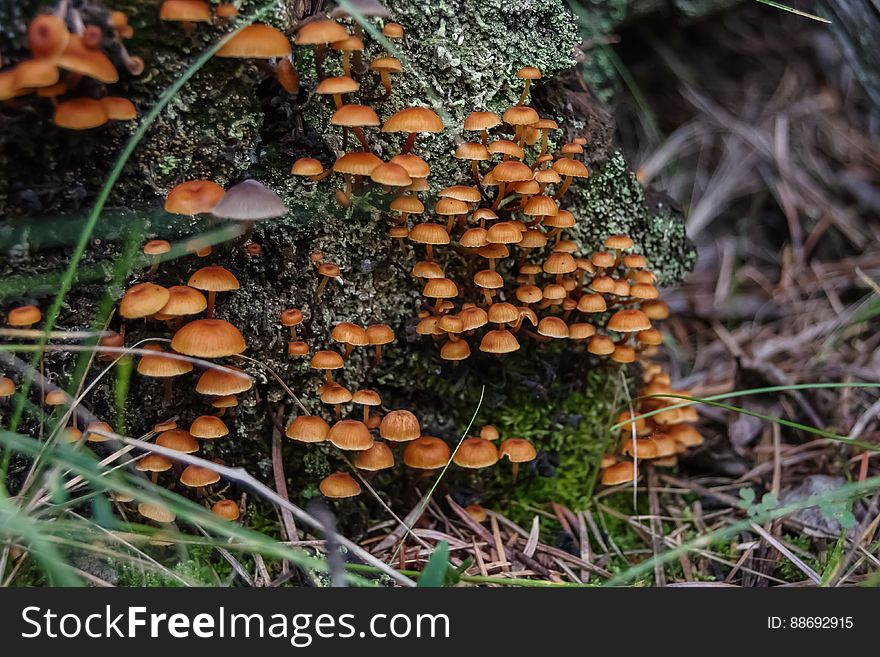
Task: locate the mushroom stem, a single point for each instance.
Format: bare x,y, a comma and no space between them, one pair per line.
525,92
409,143
319,61
499,196
321,287
565,185
359,133
209,310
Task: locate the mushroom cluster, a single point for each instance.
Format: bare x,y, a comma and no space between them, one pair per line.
66,50
359,427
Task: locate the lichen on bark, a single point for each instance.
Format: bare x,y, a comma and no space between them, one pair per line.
233,121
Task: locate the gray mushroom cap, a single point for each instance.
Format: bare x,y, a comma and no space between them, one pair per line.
249,201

--

Reproduce all the records above, substituting "fungus" for every occurrence of "mushroom" and keeping everything else unchanged. Omit the pictures.

Task: locate the fungus stem, a single point for each instance.
Format: bare x,y, a comma and no space between them, one pair per line.
525,92
409,143
319,61
499,196
321,287
565,185
359,133
209,310
Task: locate the fungus cluster, a single point for each instance.
Format: bare x,y, a comma and no space between them, one pair per line.
66,50
359,427
Task: locate the lichen on bark, a single point for each instance.
Format: bare x,y, a comma and no space between them, one pair per line.
233,121
Task: locate the gray fungus cap, a single point for each instance.
Format: bare x,y, a comma and no space between them, one pair per line.
249,201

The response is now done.